#### SEZIONE DEL DOCUMENTO
Quando si ripercorre la storia del rinascimento del pop britannico avvenuto negli anni 90 vengono in mente, oltre all’immancabile quadrilatero Blur-Oasis-Suede-Pulp, i più svariati nomi, ma spesso ci si dimentica di una band come i Boo Radleys che, attraversando l’intero decennio con una carriera certo discontinua ma notevole, ha conquistato critiche entusiastiche e posizioni di classifica Uk ragguardevoli (con tanto di numero uno delle chart britanniche raggiunto con l’album Wake Up).
La loro parabola ascendente e discendente, a partire dagli esordi accomunati alla scena shoegaze per proseguire con un avvicinamento più o meno volontario e consapevole al britpop, ha raggiunto l’apice alla metà dei 90’s per concludere in leggero e fisiologico declino, ma ogni album della band differisce dal precedente mostrando sempre segni di interesse, a dimostrazione di una creatività e di una versatilità che mancano spesso a gruppi più blasonati, che hanno ripetuto nel tempo la stessa formula (basti pensare agli Oasis). Il loro mutare continuo, se da un lato si è rivelato un valore aggiunto, dall’altro ha impedito una fidelizzazione continuativa degli ascoltatori meno avvezzi alle novità. Così, anche a causa della mancanza di un fisique du role da star (l’aspetto qualunque e la pelata del loro frontman non reggeva il confronto con le facce da schiaffi e le frangette di derivazione sixties dei vari Gallagher, Albarn, Cocker ecc.) sono finiti relegati - almeno al di fuori dei confini britannici - allo stato di band di culto, se non a meri epigoni, quando in realtà meriterebbero una maggiore considerazione.
########
#### DATI ESTRATTI
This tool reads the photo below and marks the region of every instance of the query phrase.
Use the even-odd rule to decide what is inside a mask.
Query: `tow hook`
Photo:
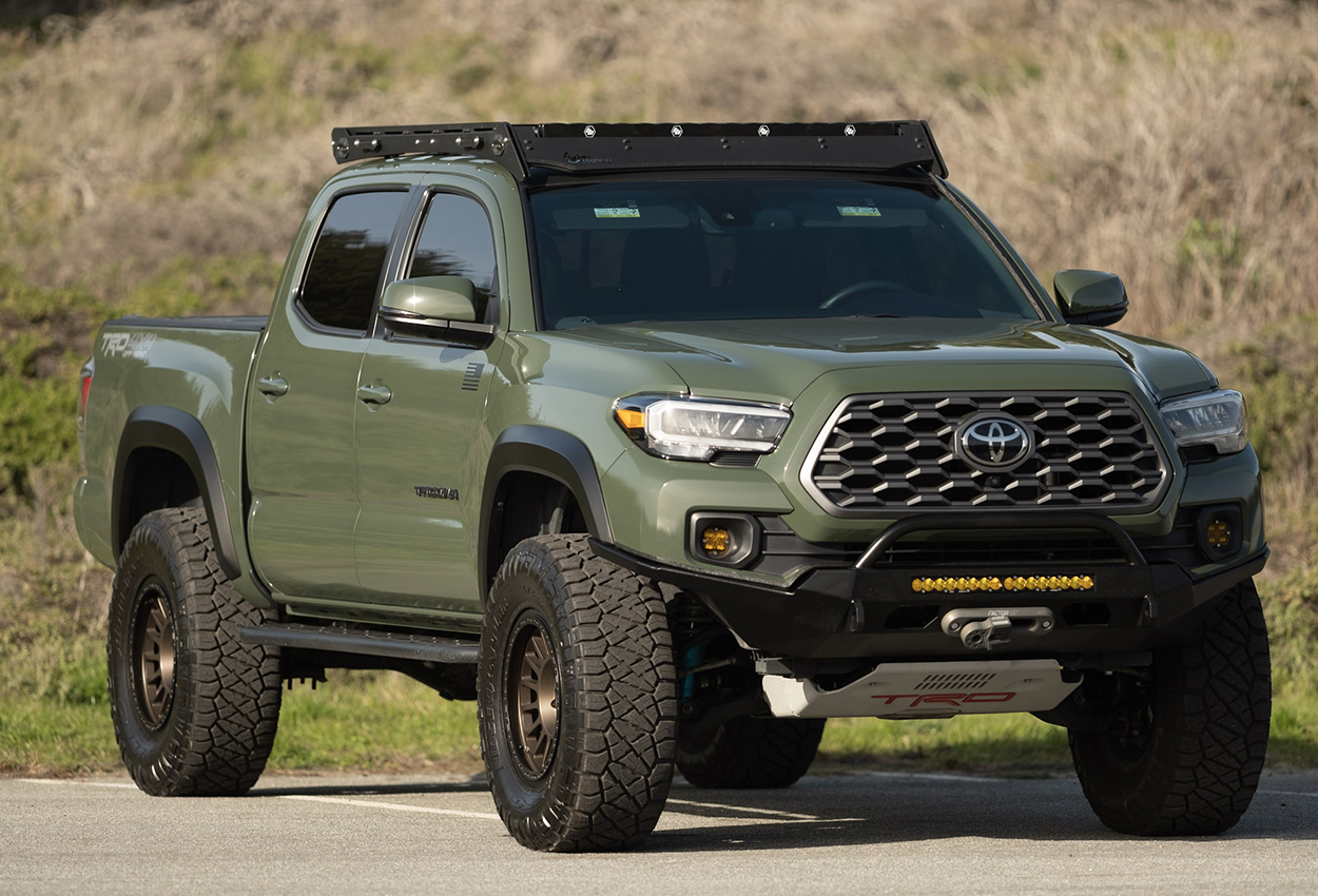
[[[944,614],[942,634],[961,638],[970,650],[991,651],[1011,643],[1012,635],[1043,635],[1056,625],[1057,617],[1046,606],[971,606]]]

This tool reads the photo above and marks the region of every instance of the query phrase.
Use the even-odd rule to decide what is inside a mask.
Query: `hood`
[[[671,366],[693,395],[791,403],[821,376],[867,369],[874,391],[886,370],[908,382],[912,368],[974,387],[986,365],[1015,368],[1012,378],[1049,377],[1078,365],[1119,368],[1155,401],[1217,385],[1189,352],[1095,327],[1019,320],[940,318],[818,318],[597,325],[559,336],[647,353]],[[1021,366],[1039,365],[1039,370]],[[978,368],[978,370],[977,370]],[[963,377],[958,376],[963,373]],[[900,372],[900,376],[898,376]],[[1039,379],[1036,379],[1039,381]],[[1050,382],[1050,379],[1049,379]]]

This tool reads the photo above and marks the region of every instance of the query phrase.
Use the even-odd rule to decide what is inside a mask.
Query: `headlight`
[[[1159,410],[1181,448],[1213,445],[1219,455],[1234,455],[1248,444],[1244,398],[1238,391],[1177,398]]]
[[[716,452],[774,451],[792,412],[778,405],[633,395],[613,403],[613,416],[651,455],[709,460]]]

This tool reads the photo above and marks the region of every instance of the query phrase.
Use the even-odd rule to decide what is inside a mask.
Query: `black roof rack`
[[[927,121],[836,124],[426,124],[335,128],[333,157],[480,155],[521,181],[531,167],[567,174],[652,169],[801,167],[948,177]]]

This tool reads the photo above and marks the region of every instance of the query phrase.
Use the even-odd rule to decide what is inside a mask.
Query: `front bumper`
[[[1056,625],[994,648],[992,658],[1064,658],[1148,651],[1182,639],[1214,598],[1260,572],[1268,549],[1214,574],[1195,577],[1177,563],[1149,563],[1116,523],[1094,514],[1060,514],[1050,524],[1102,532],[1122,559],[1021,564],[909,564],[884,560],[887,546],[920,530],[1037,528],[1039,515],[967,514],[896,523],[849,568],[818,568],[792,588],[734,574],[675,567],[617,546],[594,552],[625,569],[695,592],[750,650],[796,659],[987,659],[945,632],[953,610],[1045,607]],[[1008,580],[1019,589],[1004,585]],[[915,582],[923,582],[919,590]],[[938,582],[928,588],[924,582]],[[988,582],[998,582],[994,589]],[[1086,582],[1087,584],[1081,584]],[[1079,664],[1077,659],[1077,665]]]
########
§ LA RICHIESTA
Riproduci integralmente, parola per parola, il testo sui Boo Radleys. I dati sono materiale a sé, distinto dal testo.

§ SOLUZIONE DEL PROBLEMA
Quando si ripercorre la storia del rinascimento del pop britannico avvenuto negli anni 90 vengono in mente, oltre all’immancabile quadrilatero Blur-Oasis-Suede-Pulp, i più svariati nomi, ma spesso ci si dimentica di una band come i Boo Radleys che, attraversando l’intero decennio con una carriera certo discontinua ma notevole, ha conquistato critiche entusiastiche e posizioni di classifica Uk ragguardevoli (con tanto di numero uno delle chart britanniche raggiunto con l’album Wake Up).
La loro parabola ascendente e discendente, a partire dagli esordi accomunati alla scena shoegaze per proseguire con un avvicinamento più o meno volontario e consapevole al britpop, ha raggiunto l’apice alla metà dei 90’s per concludere in leggero e fisiologico declino, ma ogni album della band differisce dal precedente mostrando sempre segni di interesse, a dimostrazione di una creatività e di una versatilità che mancano spesso a gruppi più blasonati, che hanno ripetuto nel tempo la stessa formula (basti pensare agli Oasis). Il loro mutare continuo, se da un lato si è rivelato un valore aggiunto, dall’altro ha impedito una fidelizzazione continuativa degli ascoltatori meno avvezzi alle novità. Così, anche a causa della mancanza di un fisique du role da star (l’aspetto qualunque e la pelata del loro frontman non reggeva il confronto con le facce da schiaffi e le frangette di derivazione sixties dei vari Gallagher, Albarn, Cocker ecc.) sono finiti relegati - almeno al di fuori dei confini britannici - allo stato di band di culto, se non a meri epigoni, quando in realtà meriterebbero una maggiore considerazione.